**Quoted passage**
·····

I would read my paper first to understand where I'm coming from, but consider instead that knowledge is simply a tool humanity uses in an attempt to get as close to the truth as logically possible. What would be wrong with that? If we have concluded one thing is impossible, then the next step is to determine what is possible within our goals.

Consider the act of induction. I have a deck of playing cards that is normal and complete. Someone starts shuffling the deck without either of knowing the order of the cards and asks me, "What's going to be drawn first after I shuffle the deck? A card with hearts, or a card with diamonds, spades, or clovers?"

Now its impossible for me to know the answer. But, I can take what is not impossible for me to know, that there is a ratio of 3/4 that it will be a diamond, spade, or clover, and guess that it will be one of those. Its using logic in an impossible to know outcome, to still make a guess that is more likely to match the possible outcome than not.

PL Olcott August 27, 2023 at 19:56 #834047
Quoting Philosophim
I would read my paper first to understand where I'm coming from, but consider instead that knowledge is simply a tool humanity uses in an attempt to get as close to the truth as logically possible. What would be wrong with that? If we have concluded one thing is impossible, then the next step is to determine what is possible within our goals.


I saved the whole thing as a 33 page PDF. Only the first 12 pages are your paper.
With the free PDF readers of recent years I can highlight key sections as needed.

Dictionaries seem to agree with your view in that they seem to be saying something like
knowledge is a very coherent set of ideas that tend to have very practical application.
I think that when it refers to facts that these expressions of language must be true.

·····

**What to do**
Please quote the forum passage on knowledge in full, word for word. The data has no connection to the forum passage on knowledge.

**Source material**
·····

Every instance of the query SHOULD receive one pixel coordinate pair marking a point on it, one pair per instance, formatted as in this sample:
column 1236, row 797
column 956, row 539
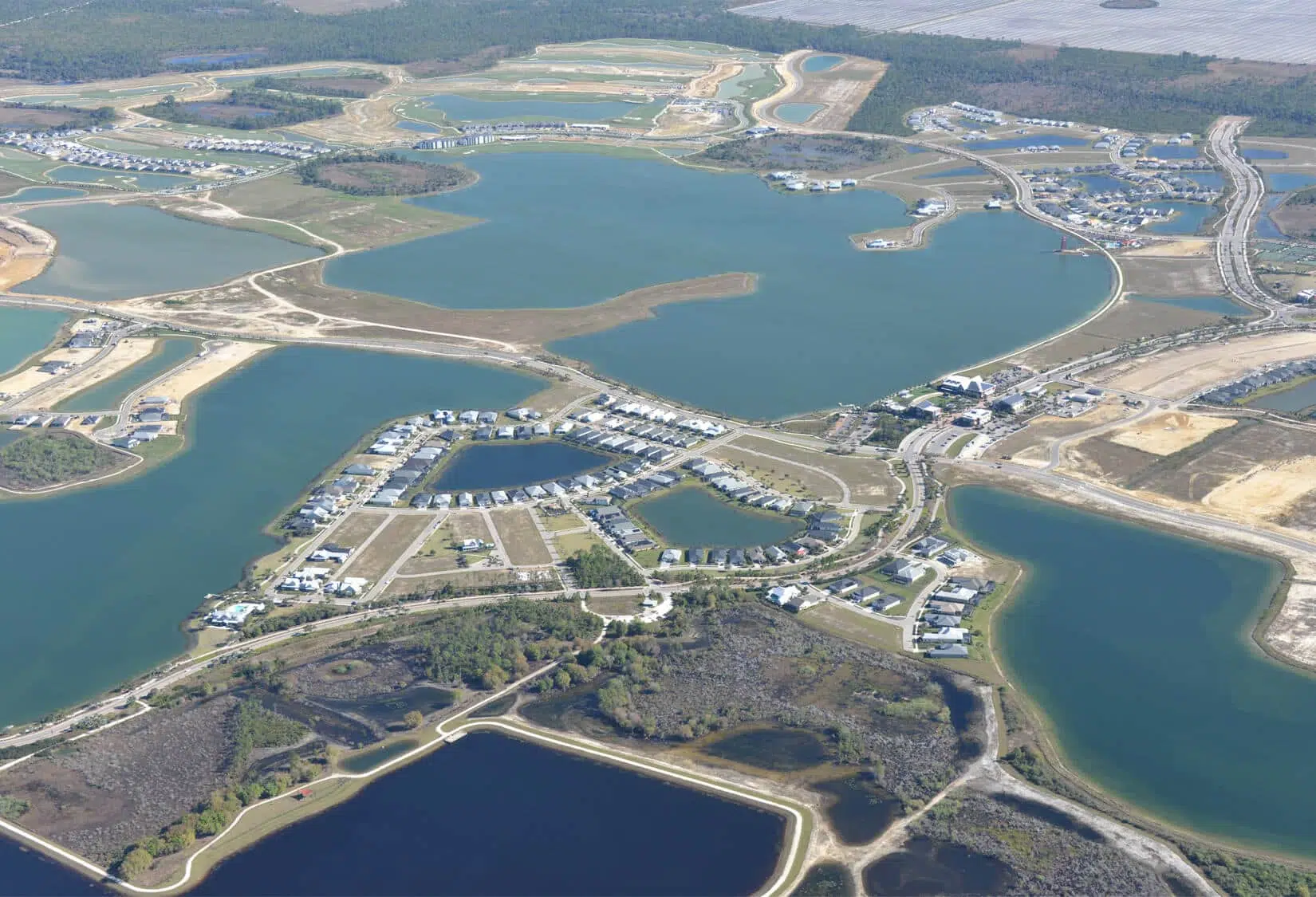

·····

**Result for this exercise**
I would read my paper first to understand where I'm coming from, but consider instead that knowledge is simply a tool humanity uses in an attempt to get as close to the truth as logically possible. What would be wrong with that? If we have concluded one thing is impossible, then the next step is to determine what is possible within our goals.

Consider the act of induction. I have a deck of playing cards that is normal and complete. Someone starts shuffling the deck without either of knowing the order of the cards and asks me, "What's going to be drawn first after I shuffle the deck? A card with hearts, or a card with diamonds, spades, or clovers?"

Now its impossible for me to know the answer. But, I can take what is not impossible for me to know, that there is a ratio of 3/4 that it will be a diamond, spade, or clover, and guess that it will be one of those. Its using logic in an impossible to know outcome, to still make a guess that is more likely to match the possible outcome than not.

PL Olcott August 27, 2023 at 19:56 #834047
Quoting Philosophim
I would read my paper first to understand where I'm coming from, but consider instead that knowledge is simply a tool humanity uses in an attempt to get as close to the truth as logically possible. What would be wrong with that? If we have concluded one thing is impossible, then the next step is to determine what is possible within our goals.


I saved the whole thing as a 33 page PDF. Only the first 12 pages are your paper.
With the free PDF readers of recent years I can highlight key sections as needed.

Dictionaries seem to agree with your view in that they seem to be saying something like
knowledge is a very coherent set of ideas that tend to have very practical application.
I think that when it refers to facts that these expressions of language must be true.